Records: extracts from a dataset with box labels:

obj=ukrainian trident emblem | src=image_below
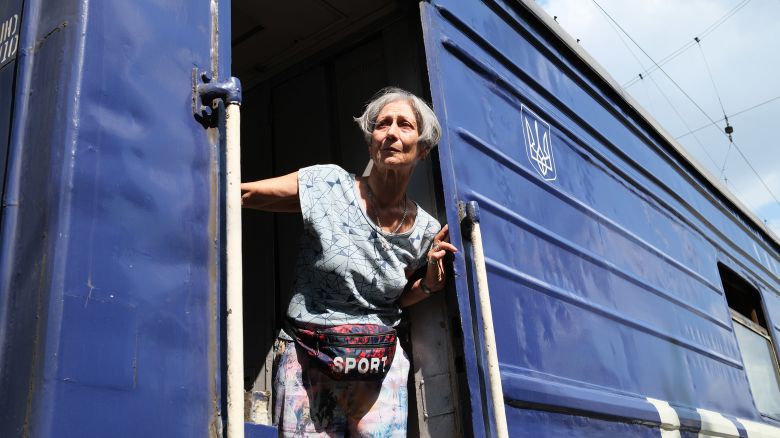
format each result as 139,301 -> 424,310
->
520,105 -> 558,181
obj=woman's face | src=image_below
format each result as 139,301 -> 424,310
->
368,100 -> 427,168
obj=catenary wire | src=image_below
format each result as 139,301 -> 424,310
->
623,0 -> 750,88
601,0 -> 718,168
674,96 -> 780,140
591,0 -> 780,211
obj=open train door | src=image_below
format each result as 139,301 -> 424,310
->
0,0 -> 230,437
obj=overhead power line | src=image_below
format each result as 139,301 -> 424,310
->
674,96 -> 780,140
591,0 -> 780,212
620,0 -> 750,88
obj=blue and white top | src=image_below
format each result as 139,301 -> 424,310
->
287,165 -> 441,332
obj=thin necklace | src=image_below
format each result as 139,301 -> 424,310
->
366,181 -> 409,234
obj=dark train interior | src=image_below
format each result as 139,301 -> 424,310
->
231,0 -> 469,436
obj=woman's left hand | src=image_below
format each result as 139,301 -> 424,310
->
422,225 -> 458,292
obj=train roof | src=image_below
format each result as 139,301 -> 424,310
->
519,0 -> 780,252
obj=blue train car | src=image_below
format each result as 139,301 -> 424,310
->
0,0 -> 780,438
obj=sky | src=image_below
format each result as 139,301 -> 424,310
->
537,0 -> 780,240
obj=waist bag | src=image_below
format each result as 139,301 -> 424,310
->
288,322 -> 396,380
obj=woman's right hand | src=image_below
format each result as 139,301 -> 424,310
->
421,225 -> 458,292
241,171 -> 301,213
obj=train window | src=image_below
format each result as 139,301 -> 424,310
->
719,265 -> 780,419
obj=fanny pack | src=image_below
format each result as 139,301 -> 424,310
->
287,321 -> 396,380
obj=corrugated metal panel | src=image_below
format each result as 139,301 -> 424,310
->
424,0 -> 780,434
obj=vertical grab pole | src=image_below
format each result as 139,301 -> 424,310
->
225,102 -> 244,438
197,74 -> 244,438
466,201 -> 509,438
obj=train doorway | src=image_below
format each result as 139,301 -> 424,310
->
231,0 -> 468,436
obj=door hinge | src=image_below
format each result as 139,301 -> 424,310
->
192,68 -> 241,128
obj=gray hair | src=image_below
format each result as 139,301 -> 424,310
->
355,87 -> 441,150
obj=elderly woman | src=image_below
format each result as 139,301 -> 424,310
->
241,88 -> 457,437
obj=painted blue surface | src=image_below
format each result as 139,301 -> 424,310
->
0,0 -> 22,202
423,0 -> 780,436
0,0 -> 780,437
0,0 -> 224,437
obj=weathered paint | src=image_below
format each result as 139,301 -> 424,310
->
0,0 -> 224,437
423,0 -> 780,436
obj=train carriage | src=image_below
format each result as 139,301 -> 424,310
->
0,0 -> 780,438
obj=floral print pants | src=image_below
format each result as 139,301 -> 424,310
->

▶ Objective:
Reproduce the records starting at the line that contains "obj=fanny pack | src=image_below" and running through the end of the records, with both ends included.

▶ Answer for this exercise:
obj=fanny pack | src=image_below
format each result as 139,301 -> 424,310
->
287,321 -> 396,380
obj=corrugated metal panel | src=image_below
format each result as 139,301 -> 424,310
->
424,0 -> 780,434
obj=vertical grab pole | src=image_below
format each result as 139,301 -> 424,310
->
225,102 -> 244,438
197,74 -> 244,438
466,201 -> 509,438
obj=train doorway | src=image_below
format each result as 139,301 -> 424,310
->
231,0 -> 468,436
obj=door hinge | src=image_below
format each result as 139,301 -> 424,310
->
192,68 -> 241,128
obj=gray hair | src=image_below
format each result as 139,301 -> 424,310
->
355,87 -> 441,150
obj=elderly woman | src=image_below
format each result as 139,301 -> 424,310
->
241,88 -> 457,437
obj=painted blue surface | src=image_below
format each result as 139,301 -> 424,310
->
0,0 -> 22,202
423,0 -> 780,436
0,0 -> 780,437
0,0 -> 224,437
obj=weathered paint | src=image_below
format each result as 139,301 -> 424,310
->
0,0 -> 224,437
423,0 -> 780,436
obj=train carriage | src=image_below
format each result as 139,301 -> 424,310
->
0,0 -> 780,438
obj=floral print pants | src=image_below
format each result as 139,301 -> 424,310
->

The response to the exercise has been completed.